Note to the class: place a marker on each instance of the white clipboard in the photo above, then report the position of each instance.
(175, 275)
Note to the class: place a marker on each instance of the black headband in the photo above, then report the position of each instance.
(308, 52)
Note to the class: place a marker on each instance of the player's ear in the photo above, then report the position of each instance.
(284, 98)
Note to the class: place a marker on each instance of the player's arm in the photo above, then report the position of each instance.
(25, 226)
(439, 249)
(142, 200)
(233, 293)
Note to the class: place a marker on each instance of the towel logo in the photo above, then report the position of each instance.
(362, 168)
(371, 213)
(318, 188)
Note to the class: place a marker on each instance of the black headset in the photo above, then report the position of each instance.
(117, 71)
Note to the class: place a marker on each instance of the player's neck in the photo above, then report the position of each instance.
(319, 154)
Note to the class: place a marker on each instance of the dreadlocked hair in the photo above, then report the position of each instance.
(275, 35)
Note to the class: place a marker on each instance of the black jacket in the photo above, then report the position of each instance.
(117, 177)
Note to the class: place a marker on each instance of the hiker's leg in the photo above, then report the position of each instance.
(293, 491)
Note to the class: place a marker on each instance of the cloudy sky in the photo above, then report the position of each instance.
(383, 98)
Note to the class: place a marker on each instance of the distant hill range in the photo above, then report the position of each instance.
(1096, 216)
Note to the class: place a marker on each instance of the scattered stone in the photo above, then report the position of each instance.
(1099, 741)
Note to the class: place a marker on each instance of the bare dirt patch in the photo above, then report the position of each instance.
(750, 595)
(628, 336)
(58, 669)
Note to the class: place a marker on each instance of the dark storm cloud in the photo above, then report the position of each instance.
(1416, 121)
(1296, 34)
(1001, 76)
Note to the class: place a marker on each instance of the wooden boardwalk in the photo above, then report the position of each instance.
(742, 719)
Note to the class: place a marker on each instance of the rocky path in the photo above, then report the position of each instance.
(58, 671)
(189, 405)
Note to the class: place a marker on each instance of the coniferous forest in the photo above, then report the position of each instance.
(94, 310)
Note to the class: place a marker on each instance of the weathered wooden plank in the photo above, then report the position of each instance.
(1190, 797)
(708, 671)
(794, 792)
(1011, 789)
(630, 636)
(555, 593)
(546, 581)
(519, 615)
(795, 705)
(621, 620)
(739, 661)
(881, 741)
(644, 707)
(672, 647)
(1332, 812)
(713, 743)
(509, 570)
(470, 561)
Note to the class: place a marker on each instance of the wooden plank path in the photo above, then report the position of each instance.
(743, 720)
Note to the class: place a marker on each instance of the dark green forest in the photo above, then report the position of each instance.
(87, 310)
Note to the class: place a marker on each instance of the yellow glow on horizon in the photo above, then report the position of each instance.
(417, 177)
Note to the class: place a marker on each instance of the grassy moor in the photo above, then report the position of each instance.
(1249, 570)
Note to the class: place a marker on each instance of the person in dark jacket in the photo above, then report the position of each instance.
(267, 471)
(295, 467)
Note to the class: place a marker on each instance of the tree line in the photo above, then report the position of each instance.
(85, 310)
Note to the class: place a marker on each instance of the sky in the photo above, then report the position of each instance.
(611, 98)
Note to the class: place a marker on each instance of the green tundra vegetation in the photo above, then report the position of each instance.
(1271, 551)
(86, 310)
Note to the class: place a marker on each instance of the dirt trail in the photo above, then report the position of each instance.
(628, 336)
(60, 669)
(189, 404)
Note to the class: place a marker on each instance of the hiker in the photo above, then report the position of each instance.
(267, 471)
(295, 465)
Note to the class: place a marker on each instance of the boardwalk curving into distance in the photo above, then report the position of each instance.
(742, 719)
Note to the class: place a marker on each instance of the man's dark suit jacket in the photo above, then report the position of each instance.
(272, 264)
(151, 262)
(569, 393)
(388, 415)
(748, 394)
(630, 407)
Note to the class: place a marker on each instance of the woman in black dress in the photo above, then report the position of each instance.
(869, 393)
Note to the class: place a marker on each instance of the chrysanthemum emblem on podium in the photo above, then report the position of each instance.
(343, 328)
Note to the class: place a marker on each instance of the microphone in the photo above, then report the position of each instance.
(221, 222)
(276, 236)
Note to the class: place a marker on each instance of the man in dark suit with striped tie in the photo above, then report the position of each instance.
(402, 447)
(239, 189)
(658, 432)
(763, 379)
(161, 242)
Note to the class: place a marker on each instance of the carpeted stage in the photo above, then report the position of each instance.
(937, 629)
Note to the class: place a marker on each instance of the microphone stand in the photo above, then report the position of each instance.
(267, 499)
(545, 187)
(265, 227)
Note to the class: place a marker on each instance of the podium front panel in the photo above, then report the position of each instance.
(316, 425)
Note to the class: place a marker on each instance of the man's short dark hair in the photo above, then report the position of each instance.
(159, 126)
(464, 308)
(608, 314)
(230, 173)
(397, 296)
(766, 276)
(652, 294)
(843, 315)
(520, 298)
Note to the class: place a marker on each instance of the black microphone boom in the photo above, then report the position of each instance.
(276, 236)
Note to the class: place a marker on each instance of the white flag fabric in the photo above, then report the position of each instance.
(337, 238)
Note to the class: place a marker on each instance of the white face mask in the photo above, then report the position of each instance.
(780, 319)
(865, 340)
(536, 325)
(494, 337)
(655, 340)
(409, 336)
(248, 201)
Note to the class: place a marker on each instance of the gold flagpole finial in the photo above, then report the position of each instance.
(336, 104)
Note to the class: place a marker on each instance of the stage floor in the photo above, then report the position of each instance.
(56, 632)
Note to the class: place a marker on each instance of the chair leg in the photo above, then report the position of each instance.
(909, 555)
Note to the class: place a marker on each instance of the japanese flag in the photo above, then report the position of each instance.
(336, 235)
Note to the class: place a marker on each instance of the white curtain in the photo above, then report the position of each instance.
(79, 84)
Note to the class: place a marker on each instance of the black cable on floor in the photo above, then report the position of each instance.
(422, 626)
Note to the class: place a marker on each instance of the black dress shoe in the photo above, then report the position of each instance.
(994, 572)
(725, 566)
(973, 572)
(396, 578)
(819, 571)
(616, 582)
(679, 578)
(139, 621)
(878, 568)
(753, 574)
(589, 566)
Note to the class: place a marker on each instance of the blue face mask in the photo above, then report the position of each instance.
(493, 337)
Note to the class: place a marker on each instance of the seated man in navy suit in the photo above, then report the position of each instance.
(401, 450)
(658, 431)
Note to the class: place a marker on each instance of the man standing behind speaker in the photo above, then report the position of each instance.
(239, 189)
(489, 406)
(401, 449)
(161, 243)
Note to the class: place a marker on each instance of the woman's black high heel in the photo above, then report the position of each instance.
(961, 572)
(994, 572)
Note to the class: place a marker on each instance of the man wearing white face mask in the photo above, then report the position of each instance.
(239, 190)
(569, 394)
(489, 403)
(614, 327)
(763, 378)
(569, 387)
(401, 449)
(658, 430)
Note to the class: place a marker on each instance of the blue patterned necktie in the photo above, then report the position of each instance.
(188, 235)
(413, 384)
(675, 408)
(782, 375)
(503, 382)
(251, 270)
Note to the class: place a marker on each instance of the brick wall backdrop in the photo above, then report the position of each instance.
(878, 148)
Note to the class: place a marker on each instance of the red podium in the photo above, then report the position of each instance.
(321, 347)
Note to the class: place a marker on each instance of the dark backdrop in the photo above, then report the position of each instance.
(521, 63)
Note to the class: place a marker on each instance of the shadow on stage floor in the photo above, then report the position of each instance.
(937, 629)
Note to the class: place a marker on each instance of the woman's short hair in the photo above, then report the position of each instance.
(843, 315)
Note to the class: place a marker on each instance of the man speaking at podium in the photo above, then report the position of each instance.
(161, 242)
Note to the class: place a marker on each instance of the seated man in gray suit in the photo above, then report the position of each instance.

************

## Brief
Using the listing above, please repeat every entry exactly.

## The response
Note to the class: place a marker on each instance of the white clipboard in the photo above, then report the position of each instance.
(175, 275)
Note to the class: place a marker on each instance of the black headband in the photo above, then report the position of each instance.
(308, 52)
Note to the class: place a marker on each instance of the player's ear in the photo above, then report the position of each instance.
(284, 98)
Note to the class: place a marker on each instance of the player's arm in the photo above, then report the position of each instance.
(25, 226)
(439, 249)
(142, 200)
(233, 293)
Note to the class: place a marker on each instance of the towel logo in the photo above, then report the position of each instance.
(362, 168)
(371, 213)
(318, 188)
Note to the class: place a marker on each instance of the black headset in the photo above, then report the position of each instance.
(117, 71)
Note to the class: place a marker on each instance of the player's neck in the photo above, then report the position of each instance.
(319, 154)
Note to the class: place a marker on each instance of the dreadlocked hair in the photo above, then report the position of each instance.
(275, 35)
Note to the class: place a marker on each instance of the black jacket in the photo above, then report the position of each instance.
(117, 177)
Note to the class: place a marker on each instance of the hiker's leg in the photo above, then report the position of each instance.
(293, 491)
Note to the class: place a marker on each instance of the cloudy sky in the photo above, then report the position of each instance.
(383, 98)
Note to the class: place a marker on each instance of the distant hill range in the photo above, then report the position of each instance.
(1096, 216)
Note to the class: place a marker on each instance of the scattered stone in the photo above, then report the position of each instance.
(1099, 741)
Note to the class: place a marker on each instance of the bare dirt patch in the photo above, then report the position of each instance.
(750, 595)
(628, 336)
(58, 669)
Note to the class: place a marker on each instance of the dark storm cloud in the photo above, then report the position of each instance.
(1416, 121)
(1296, 34)
(1001, 76)
Note to the class: place a marker on each instance of the wooden boardwalk in the photo above, then report the position of each instance.
(742, 719)
Note to the class: place a marker on each instance of the rocky path in the photo above, then report the position of each instance.
(58, 671)
(189, 405)
Note to the class: place a marker on each instance of the coniferous forest in the photo above, then report the position of each instance.
(94, 310)
Note to the class: place a marker on each instance of the weathered wooden plank in the photo above, then report the position of each instance.
(1190, 797)
(708, 671)
(794, 792)
(1011, 789)
(630, 636)
(555, 593)
(546, 581)
(519, 615)
(795, 705)
(621, 620)
(739, 661)
(881, 741)
(644, 707)
(672, 647)
(1332, 812)
(713, 743)
(509, 570)
(470, 561)
Note to the class: place a marker on each instance of the wooden plank path in the photo above, then report the position of each instance.
(743, 720)
Note to the class: place a marker on each instance of the dark green forest in the photo above, then report the position of each instance.
(87, 310)
Note to the class: place a marker on each instance of the yellow glow on horizon in the photo above, then report the position of each instance.
(417, 177)
Note to the class: place a marker on each instance of the grassy moor in the photo above, then report the position of each instance.
(1249, 570)
Note to the class: place a marker on each instance of the person in dark jacket in the photo above, then report the position of each instance.
(267, 471)
(295, 467)
Note to the class: place a marker on each instance of the tree line in the photo above, then report the position of each instance.
(85, 310)
Note to the class: place a marker on each instance of the sky in the photo above, then report the position of each instance.
(611, 98)
Note to the class: place a marker on each instance of the green tundra vegetation in the photo above, then report the position of each instance.
(1271, 551)
(86, 310)
Note to the class: place a marker on each instance of the dirt trail in the photo above, then report the position of each instance.
(628, 336)
(60, 669)
(189, 404)
Note to the class: place a marker on each instance of the hiker in the photo above, then report the position of each instance.
(267, 471)
(295, 465)
Note to the class: place a marker on each instance of the boardwalk curving into distance in the photo above, then report the position of each instance.
(742, 719)
Note to the class: place a marker on each instance of the man's dark suit jacket in the photo above, then report the position of each instance.
(272, 264)
(151, 262)
(569, 393)
(388, 415)
(748, 394)
(630, 407)
Note to the class: place a marker on each instance of the woman in black dress in the photo above, then report the position of each instance.
(869, 393)
Note to the class: place a marker on each instance of the chrysanthemum emblem on podium in the photo above, then report the position of each instance.
(343, 328)
Note to the class: place a marker on each instance of the microphone in the photo above, then report the position of each instance.
(221, 222)
(276, 236)
Note to the class: place a marker on each instance of the man in dark suit with striped tie in the photo above, then report the position of each instance.
(402, 447)
(239, 189)
(658, 432)
(763, 379)
(161, 242)
Note to the class: place a marker on each instance of the carpeted stage in the photo above, then report the position of each instance.
(937, 629)
Note to the class: place a marker on each instance of the microphone stand in the photo above, then report the position of each instance.
(267, 499)
(545, 187)
(265, 227)
Note to the class: place a marker on each instance of the podium front panel in the photo above, then report the position of each instance.
(316, 425)
Note to the class: place a marker on each instance of the man's short dark hair in the photo above, then report the position of each instance.
(159, 126)
(464, 308)
(608, 314)
(230, 173)
(397, 296)
(766, 276)
(652, 294)
(843, 315)
(520, 298)
Note to the class: place a marker on each instance of the black microphone boom in the photo above, then report the position of each instance.
(276, 236)
Note to the class: place a marker on each instance of the white flag fabric in the photo above, then report the position of each instance.
(337, 238)
Note to the class: place a marker on each instance of the white face mask in the photo above, then report the position of each instance.
(780, 319)
(865, 340)
(536, 325)
(494, 337)
(655, 340)
(409, 336)
(248, 201)
Note to the class: place a marker on each instance of the gold flagpole finial in the photo above, then report the position of each instance.
(336, 104)
Note to the class: place a marker on each instance of the stage floor in the photo above, then report the position of each instance.
(56, 632)
Note to the class: place a marker on each instance of the chair leg in the photo above, then report the position of each instance.
(909, 555)
Note to the class: place a marker on each instance of the japanese flag in the photo above, then report the position of each instance.
(336, 235)
Note to the class: place a marker on each instance of the white curtain in the photo above, then report the position of each instance.
(79, 84)
Note to the class: place a marker on each instance of the black cable on floor in the photo above, then report the position of each instance.
(422, 626)
Note to the class: place a marker on each instance of the black dress shoe in the photo above, then report the position of each instance.
(994, 572)
(725, 566)
(973, 572)
(396, 578)
(819, 571)
(616, 582)
(679, 578)
(139, 621)
(878, 568)
(753, 574)
(589, 566)
Note to the class: place a marker on each instance of the blue face mask in the photo above, then report the position of each instance.
(493, 337)
Note to the class: place a marker on each instance of the seated man in navy suit in the photo above, then report the position of each instance.
(401, 450)
(658, 431)
Note to the class: place a marker on each instance of the man standing behind speaker in the photo above, then report the position of each instance.
(239, 189)
(489, 406)
(401, 449)
(161, 243)
Note to the class: place a marker on each instance of the woman's black high heel in the photo above, then report the position of each instance.
(961, 572)
(994, 572)
Note to the class: place a marker on each instance of the man wearing white face mask in the photo above, then report the position of each instance.
(239, 190)
(569, 394)
(489, 403)
(614, 327)
(763, 378)
(569, 387)
(401, 449)
(658, 430)
Note to the class: place a marker on each instance of the blue patterned necktie in the photo above, then report the position of each instance.
(188, 235)
(413, 384)
(675, 408)
(782, 375)
(503, 382)
(251, 270)
Note to the class: place a marker on each instance of the brick wall backdrop in the photo above, then report the position of each instance.
(878, 148)
Note to the class: place a marker on each instance of the red podium in the photo above, then report the position of each instance.
(321, 347)
Note to the class: place a marker on each instance of the dark backdrop in the photo above, then report the position of each instance.
(521, 63)
Note to the class: place a marker on each instance of the shadow on stage floor in the photo above, then report the position of each instance.
(937, 629)
Note to the class: place a marker on each instance of the woman's short hair in the photo above, then report the position of each instance.
(843, 315)
Note to the class: place a marker on each instance of the man speaking at podium in the photo above, then report the position of each instance.
(161, 242)
Note to the class: place a marker on each instance of the seated man in gray suit in the photo above, then report the position of each instance.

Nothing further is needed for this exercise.